TESTO DI STUDIO =>
******

Caro Daniele,
oggi gli italiani onesti sentono il bisogno di ringraziare te ed Edoardo Anselmi. Perché avete documentato le attività illegali, l’estorsione e il riciclaggio, che si sono diffuse ad Ostia con metodi mafiosi e intimidatori. E, senza la conoscenza del fenomeno, la politica non potrebbe neppure adottare gli strumenti di contrasto.
Voi sapete porre agli intervistati le domande che ne fanno emergere il pensiero. Ma martedì scorso ciò è costato a voi due, rispettivamente, un naso spaccato e un trauma cranico.
Ti ringrazio perché, nonostante questa esperienza, hai dichiarato “non subito, ma ci tornerei, perché credo che sia una città che abbia bisogno di essere raccontata”.
Così anche a te è stata rivolta un’intervista e stavolta è emerso il pensiero tuo riguardo alla diffusione geografica dei fatti criminali. E su questa cosa non posso fare a meno di confrontarmi con te.
Hai dichiarato infatti:
Non è la prima volta che racconto storie di mafia. Sono andato in Calabria, sono andato in Sicilia. Siamo andati a Napoli, spesso. Però lì sai a che cosa vai incontro. Ecco trovare quel tipo di atteggiamento lì, quella violenza lì, ad Ostia, fa impressione. Da romano lo dico.
Se fino a ieri, Daniele, pensavi che la criminalità organizzata fosse un fenomeno regionale, devi stare in guardia nel tuo lavoro perché le mafie sono componenti dell’economia di ogni paese: c’è la mafia russa, quella cinese, quella tedesca e quella raccontata dal Manzoni… sul lago di Como.
Le superpotenze economiche devono la propria posizione alla minaccia degli armamenti nucleari e alla necessità degli altri Stati di affiliarsi per ragioni di difesa nazionale.
L’aggressività è una componente della natura umana. E ovunque nel mondo troverai qualcuno disposto a cedere alla violenza, che dell’aggressività è la degenerazione.
Tuttavia in Italia certa stampa scellerata, anche strizzando l’occhio al partito regionale del nord che è stato a lungo al governo, sta consolidando l’antico pregiudizio sul fattore geografico ed antropologico della mafia. Alcuni italiani credono che la mafia sia un dato identitario dell’intera popolazione delle regioni in cui è presente. Questi italiani hanno poi difficoltà a riconoscere che la mafia sia diffusa anche dalle loro parti. Perché – proprio in virtù della loro convinzione – dovrebbero concludere di essere loro stessi mafiosi. Questa empasse in cui si trovano in ogni caso è positiva e forse li aiuterà a rendersi conto che la maggior parte dei cittadini meridionali sono loro stessi vittime e non attori di mafia.

******

Dati memorizzati:
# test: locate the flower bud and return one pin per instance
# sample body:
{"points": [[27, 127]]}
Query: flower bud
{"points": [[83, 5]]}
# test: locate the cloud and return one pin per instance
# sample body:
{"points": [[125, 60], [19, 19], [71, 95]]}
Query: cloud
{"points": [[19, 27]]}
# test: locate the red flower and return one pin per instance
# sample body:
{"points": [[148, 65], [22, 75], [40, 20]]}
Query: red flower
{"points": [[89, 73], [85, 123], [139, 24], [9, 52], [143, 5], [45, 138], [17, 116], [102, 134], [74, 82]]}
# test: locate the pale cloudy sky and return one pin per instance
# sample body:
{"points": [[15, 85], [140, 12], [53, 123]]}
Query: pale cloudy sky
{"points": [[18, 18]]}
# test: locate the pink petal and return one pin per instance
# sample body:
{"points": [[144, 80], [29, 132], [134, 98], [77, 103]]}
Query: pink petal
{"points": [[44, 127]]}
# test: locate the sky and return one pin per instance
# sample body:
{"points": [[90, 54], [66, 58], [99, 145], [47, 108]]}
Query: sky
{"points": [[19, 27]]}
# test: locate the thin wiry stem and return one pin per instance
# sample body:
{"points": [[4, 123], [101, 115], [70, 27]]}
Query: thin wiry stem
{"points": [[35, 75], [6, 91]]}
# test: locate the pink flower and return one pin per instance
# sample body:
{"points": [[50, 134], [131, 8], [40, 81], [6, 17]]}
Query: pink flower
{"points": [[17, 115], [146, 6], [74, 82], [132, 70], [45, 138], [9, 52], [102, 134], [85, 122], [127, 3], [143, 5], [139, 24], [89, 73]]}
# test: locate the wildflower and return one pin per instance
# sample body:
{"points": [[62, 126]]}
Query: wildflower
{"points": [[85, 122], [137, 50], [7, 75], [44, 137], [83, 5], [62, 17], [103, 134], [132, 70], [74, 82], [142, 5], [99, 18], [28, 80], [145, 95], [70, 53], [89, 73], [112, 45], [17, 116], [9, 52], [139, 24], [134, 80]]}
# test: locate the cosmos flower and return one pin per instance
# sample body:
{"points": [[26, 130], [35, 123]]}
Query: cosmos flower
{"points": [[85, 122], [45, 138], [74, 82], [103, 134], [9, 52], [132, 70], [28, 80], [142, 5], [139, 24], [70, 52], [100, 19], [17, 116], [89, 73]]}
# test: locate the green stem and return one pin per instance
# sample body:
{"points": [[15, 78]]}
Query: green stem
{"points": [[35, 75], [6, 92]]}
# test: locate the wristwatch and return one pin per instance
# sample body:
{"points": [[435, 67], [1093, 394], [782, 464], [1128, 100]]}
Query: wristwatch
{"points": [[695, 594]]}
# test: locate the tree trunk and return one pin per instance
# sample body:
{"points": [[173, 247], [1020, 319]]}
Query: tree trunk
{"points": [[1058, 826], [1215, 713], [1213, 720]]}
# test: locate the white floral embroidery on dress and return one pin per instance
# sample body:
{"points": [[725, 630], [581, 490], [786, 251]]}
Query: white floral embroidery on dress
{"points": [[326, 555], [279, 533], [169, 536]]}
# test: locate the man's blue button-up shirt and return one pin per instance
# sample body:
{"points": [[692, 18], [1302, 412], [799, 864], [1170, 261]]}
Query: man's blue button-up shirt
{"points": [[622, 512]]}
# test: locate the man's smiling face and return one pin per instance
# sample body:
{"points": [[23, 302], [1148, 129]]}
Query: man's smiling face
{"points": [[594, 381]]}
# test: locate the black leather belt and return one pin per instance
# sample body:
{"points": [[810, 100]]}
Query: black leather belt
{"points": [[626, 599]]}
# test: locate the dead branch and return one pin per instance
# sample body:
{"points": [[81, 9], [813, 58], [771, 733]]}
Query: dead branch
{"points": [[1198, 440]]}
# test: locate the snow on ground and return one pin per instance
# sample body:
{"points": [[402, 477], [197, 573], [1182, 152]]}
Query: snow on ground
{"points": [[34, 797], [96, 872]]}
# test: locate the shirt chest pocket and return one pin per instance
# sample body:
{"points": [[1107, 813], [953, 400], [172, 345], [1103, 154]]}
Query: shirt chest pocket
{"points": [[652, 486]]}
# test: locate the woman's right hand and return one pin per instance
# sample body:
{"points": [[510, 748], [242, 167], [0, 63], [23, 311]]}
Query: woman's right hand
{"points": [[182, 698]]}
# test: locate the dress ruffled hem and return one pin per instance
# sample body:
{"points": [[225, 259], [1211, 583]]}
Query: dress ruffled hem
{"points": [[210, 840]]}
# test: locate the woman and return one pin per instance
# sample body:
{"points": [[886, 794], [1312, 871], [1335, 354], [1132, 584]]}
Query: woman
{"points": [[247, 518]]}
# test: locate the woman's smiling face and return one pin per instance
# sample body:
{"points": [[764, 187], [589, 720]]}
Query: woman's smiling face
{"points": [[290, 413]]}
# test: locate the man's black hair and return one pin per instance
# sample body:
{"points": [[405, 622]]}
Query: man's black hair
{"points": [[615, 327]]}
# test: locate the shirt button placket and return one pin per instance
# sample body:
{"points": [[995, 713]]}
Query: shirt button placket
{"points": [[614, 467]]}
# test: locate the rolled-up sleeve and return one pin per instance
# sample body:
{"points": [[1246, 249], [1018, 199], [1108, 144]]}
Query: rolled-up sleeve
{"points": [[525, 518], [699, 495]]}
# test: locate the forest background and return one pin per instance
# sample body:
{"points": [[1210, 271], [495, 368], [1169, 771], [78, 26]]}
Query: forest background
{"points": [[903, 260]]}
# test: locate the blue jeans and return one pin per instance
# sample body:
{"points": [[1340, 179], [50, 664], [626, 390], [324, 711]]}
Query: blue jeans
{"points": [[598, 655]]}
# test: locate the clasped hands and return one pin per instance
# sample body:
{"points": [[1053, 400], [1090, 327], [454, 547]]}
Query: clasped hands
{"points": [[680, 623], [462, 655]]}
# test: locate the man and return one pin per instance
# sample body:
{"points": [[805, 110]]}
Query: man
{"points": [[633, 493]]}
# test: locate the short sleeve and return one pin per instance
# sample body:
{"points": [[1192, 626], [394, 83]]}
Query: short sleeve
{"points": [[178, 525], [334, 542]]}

******

I TUOI COMPITI =>
1. Nella lettera su Ostia e la mafia, quali lesioni hanno subito in tutto i due giornalisti martedì scorso?
2. Prosegui la lettera su Ostia e la mafia partendo dopo la sua ultima frase.

LE RISPOSTE =>
1. Un naso spaccato e un trauma cranico.

2.
Questa empasse devi averla vissuta anche tu, se hai sentito l’affetto verso la tua città e la necessità di confinare la narrazione del fenomeno mafioso a Roma, paragonandolo ad una (singola?) macchia su un bel vestito:
È un vero peccato vedere l’imbarbarimento della città dopo che la macchia della mafia l’ha contaminata, un luogo così bello!
Dunque ti faccio una richiesta, Daniele.
Se come me ami Roma, Napoli e tutto il nostro Paese, devi continuare le tue inchieste. È tuo compito far capire che la diffusione della criminalità è anzitutto una questione di politica.
Sul lago di Como sono scomparsi i “bravi” e, almeno apparentemente, anche l’omertà che faceva chiamare “Innominato” un bandito locale incaricato di rapimenti, “lavori sporchi” e omicidi. Se invece Napoli, la mia città, continua ad essere afflitta dalla camorra, è anche perché gli utili delle attività criminali vengono distribuiti ampiamente nel circuito economico apparentemente legale di altre regioni.
Al contrario nel nostro Sud la criminalità ostacola la libera creazione di imprese sane che le farebbero concorrenza. Le opportunità e il livello di benessere di chi nasce nel bel Mezzogiorno d’Italia risultano profondamente condizionate da questa situazione.
Nelle società ricche, il lavoro e un tetto sulla testa ci sono. Eppure non manca chi sia propenso ad affermare ulteriormente la sua posizione con brutalità. La violenza lì ha subìto una mutazione nelle forme della speculazione finanziaria, delle lottizzazioni tra multinazionali e imprese di camorra, dei paradisi fiscali. La ritrovi nel mobbing e nell’omertà dei luoghi di lavoro, così come nel “calcioscommesse” dei giocatori illustri.
Questo accade mentre la stampa deviata addita all’opinione pubblica i poveri ladri di polli.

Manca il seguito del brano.